[START OF Quoted passage]

In conjunction with the sanctions announcement, the Department of Treasury issued general licenses permitting the wind down of transactions with Sberbank through 12:01 AM eastern daylight time on April 13, 2022, and with Alfa-Bank through 12:01 AM eastern daylight time on May 6, 2022.  Additionally, certain limited transactions with those banks and other sanctioned Russian financial institutions will continue to be permitted in the mid-term, pursuant to several general licenses issued by OFAC on Wednesday.  These include:

  • Sanctions on Elites, Including Vladimir Putin’s Daughters. The White House additionally announced that numerous Russian elites would be added to the Department of Treasury, Office of Foreign Assets Control’s (OFAC) Specially Designated Nationals list (SDN list), preventing U.S. persons from transacting with them, and freezing any assets they hold in the United States.  These included Vladimir Putin’s two adult daughters— Katerina Vladimirovna Tikhonova and Maria Vladimirovna Vorontsova—and Russia’s Security Council, including former President and Prime Minister of Russia Dmitry Medvedev and Prime Minister Mikhail Mishustin.
  • Sanctions on Russian State-Owned Entities. On Thursday, the U.S. State Department and Department of Treasury announced sanctions against two significant Russian state-owned entities, as well as their subsidiaries and board members: Joint Stock Company United Shipbuilding (USC), which develops and constructs most of Russia’s warships, and Public Joint Stock Company Alrosa (Alrosa), which OFAC described as the world’s largest diamond mining company, accounting for twenty-eight percent of global diamond mining.  In a press release, the Department of Treasury described these efforts as “cutting off additional sources of support and revenue for the Government of the Russian Federation (GoR) to wage its unprovoked war against Ukraine.”

With respect to USC, the Department of State designated the company, eight of its board members, and twenty-eight of its subsidiaries, resulting in their being added to OFAC’s SDN list.  Alrosa was previously subject to more limited sanctions that restricted U.S. persons from transacting or dealing in new debt or equity with the company.  However, OFAC on Thursday expanded those sanctions by adding it to the SDN list, freezing any U.S.-based Alrosa assets and fully blocking U.S. persons from transacting with the company.

Pursuant to a general license issued by OFAC in conjunction with the designation, U.S. persons have until 12:01 AM eastern daylight time on May 7, 2022 to wind down transactions with Alrosa and any entities in which it has a fifty-percent or greater ownership interest.  A second general license permits wind down transactions with Alrosa USA, Inc. through 12:01 AM eastern daylight time on June 7, 2022.

[END OF Quoted passage]
[START OF Record excerpts]

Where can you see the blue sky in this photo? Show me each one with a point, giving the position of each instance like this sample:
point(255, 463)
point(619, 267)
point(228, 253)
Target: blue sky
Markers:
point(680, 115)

[END OF Record excerpts]

Given request>
Reproduce, word for word, the part of the sanctions passage above that opens with "Pursuant to a" and closes with "June 7, 2022.".

In response>
Pursuant to a general license issued by OFAC in conjunction with the designation, U.S. persons have until 12:01 AM eastern daylight time on May 7, 2022 to wind down transactions with Alrosa and any entities in which it has a fifty-percent or greater ownership interest.  A second general license permits wind down transactions with Alrosa USA, Inc. through 12:01 AM eastern daylight time on June 7, 2022.